DOCUMENT PASSAGE:
>>

Notice that 19 records are returned. If you do a select count(*) from employee, there are 32 records in the table. Hence, the filter factor of 19/32 = 0.59375 matches the filter factor estimate in the access plan for this predicate:

Listing 35. Filter factor
6) Sargable Predicate
	Relational Operator: 	Equal (=)
	Subquery Input Required: 	No
	Filter Factor: 		0.59375

	Predicate Text:
	--------------
	(Q2.SEX = 'M')

The next predicate resolved at this operator:

Listing 36. Next predicate
SELECT COUNT(*)
	FROM
		SKAPOOR.EMPLOYEE AS Q2
	WHERE 
		Q2.WORKDEPT IN ('E21', 'A00');

Both predicates combined:

Listing 37. Both predicates
SELECT COUNT(*)
	FROM
		SKAPOOR.EMPLOYEE AS Q2
	WHERE 
		Q2.WORKDEPT IN ('E21', 'A00') AND
		(Q2.SEX = 'M');

Next, operators (12) and (11) can be both skipped because they are not applying any predicates, just sorting and scanning from the sorted data, and the SORT is not distincting.

The following join predicate is applied:

Listing 38. MSJOIN(6)
Predicates:
----------
7) Predicate used in Join
	Relational Operator: 	Equal (=)
	Subquery Input Required: 	No
	Filter Factor: 		0.5

	Predicate Text:
	--------------
	(Q2.WORKDEPT = Q1.DEPTNO)

This is the same join predicate applied at FILTER(10). Now, accumulate both the inner and outer to generate the query at MSJOIN(6), that is, FILTER(10) and TBSCAN(9) (same as TBSCAN(7)).

Listing 39. Accumulate inner and outer joins
SELECT COUNT(*)
	FROM
		SKAPOOR.DEPARTMENT AS Q1,
		SKAPOOR.EMPLOYEE AS Q2
	WHERE 
		Q2.WORKDEPT IN ('E21', 'A00') AND
		(Q2.SEX = 'M') AND
		(Q2.WORKDEPT = Q1.DEPTNO) AND
		Q1.DEPTNO IN ('E21', 'A00');

SORT(5) AND TBSCAN(4) are again not applying any predicates. Moving on to (17).

Listing 40. TBSCAN(17)
Predicates:
----------
5) Sargable Predicate
	Relational Operator: 	Equal (=)
	Subquery Input Required: 	No
	Filter Factor: 		0.292683

	Predicate Text:
	--------------
	(Q3.SALES = 1)

And the count query would be:

Listing 41. Count query for TBSCAN(17)
SELECT COUNT(*)
	FROM
		SKAPOOR.SALES AS Q3 
	WHERE
		(Q3.SALES = 1);

Operators (16) and (15) can be ignored, as they are not applying any predicates and the SORT is not distincting.

Finally, MSJOIN(3).

Listing 42. MSJOIN(3)
Predicates:
----------
8) Predicate used in Join
	Relational Operator: 	Equal (=)
	Subquery Input Required: 	No
	Filter Factor: 		0.0322581

	Predicate Text:
	--------------
	(Q3.SALES_PERSON = Q2.LASTNAME)

<<

REQUIRED ACTIONS:
• a. In the access plan walkthrough above, what filter factor is shown for the join predicate at MSJOIN(3)?
• b. Please write the next part of the access plan walkthrough, picking up after its final listing.

PROVIDED RECORDS:
>>

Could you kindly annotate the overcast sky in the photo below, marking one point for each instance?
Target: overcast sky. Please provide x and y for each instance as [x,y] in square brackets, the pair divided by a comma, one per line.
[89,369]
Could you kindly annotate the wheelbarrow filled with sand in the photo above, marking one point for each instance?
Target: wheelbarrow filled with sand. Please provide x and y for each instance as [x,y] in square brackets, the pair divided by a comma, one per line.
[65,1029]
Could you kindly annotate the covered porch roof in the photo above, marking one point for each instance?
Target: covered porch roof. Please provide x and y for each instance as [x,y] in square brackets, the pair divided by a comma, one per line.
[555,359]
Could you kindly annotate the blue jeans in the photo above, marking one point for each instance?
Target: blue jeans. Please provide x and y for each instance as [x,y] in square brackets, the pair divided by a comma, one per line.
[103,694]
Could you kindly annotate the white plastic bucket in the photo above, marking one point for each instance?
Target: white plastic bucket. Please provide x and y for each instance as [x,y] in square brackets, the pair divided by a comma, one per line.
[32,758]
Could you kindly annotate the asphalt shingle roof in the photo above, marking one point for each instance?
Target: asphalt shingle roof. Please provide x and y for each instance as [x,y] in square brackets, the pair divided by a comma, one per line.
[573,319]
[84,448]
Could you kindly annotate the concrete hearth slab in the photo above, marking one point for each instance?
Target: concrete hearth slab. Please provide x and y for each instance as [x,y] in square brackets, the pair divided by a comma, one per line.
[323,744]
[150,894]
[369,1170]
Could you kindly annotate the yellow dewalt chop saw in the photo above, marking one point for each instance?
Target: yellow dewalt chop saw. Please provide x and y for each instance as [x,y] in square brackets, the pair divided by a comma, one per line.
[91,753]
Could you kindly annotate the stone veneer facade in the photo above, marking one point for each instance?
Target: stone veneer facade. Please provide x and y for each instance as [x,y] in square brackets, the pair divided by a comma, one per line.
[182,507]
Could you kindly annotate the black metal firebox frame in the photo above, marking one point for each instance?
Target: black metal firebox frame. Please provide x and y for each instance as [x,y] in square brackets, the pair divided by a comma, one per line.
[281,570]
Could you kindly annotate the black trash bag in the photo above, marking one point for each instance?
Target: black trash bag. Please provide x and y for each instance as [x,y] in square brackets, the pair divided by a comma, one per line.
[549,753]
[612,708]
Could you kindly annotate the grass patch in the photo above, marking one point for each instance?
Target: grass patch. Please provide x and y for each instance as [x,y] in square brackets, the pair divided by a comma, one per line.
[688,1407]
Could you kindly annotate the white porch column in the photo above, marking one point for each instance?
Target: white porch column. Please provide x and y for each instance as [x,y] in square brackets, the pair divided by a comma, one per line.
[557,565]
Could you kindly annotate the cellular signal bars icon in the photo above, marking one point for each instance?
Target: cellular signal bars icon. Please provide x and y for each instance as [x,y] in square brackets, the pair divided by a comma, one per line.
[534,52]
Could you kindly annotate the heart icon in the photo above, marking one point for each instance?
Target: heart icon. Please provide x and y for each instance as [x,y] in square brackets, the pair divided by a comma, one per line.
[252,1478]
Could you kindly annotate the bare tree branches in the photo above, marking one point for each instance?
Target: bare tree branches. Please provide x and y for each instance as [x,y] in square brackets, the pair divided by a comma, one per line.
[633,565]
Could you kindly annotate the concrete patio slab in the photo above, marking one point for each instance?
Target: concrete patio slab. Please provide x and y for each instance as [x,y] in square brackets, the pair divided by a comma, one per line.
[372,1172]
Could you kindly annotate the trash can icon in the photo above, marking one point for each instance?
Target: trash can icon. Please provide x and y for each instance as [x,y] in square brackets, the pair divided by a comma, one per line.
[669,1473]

<<

OUTPUTS:
• a. 0.0322581

• b.
Accumulate both the inner and outer arms of the join and you get:

Listing 43. Accumulate both joins
SELECT COUNT(*)
	FROM
		SKAPOOR.DEPARTMENT AS Q1,
		SKAPOOR.EMPLOYEE AS Q2,
		SKAPOOR.SALES AS Q3 
	WHERE
		(Q3.SALES = 1) AND
		(Q3.SALES_PERSON = Q2.LASTNAME) AND
		 Q2.WORKDEPT IN ('E21', 'A00') AND
		(Q2.SEX = 'M') AND
		(Q2.WORKDEPT = Q1.DEPTNO) AND
		 Q1.DEPTNO IN ('E21', 'A00');

Remember, these are counts for INNER join. If the query involves OUTER JOINS, then you must follow the query rewrite. You can tell the type of join (INNER, RIGHT, or LEFT) by the details of the join operator.

Example 3: Partitioned table

In a multi-partition environment, you can have single-partition tables or multi-partitioned tables. This example will illustrate a point about the latter.

If you created the sample database over two logical partitions, and ran the following query:

Listing 44. Query for partitioned table
select * from sids.emp_photo

The db2exfmt output for the query would be similar to this:

Listing 45. db2exfmt output
Access Plan:
-----------
        Total Cost:             12.9181
        Query Degree:           1

      Rows
     RETURN
     (   1)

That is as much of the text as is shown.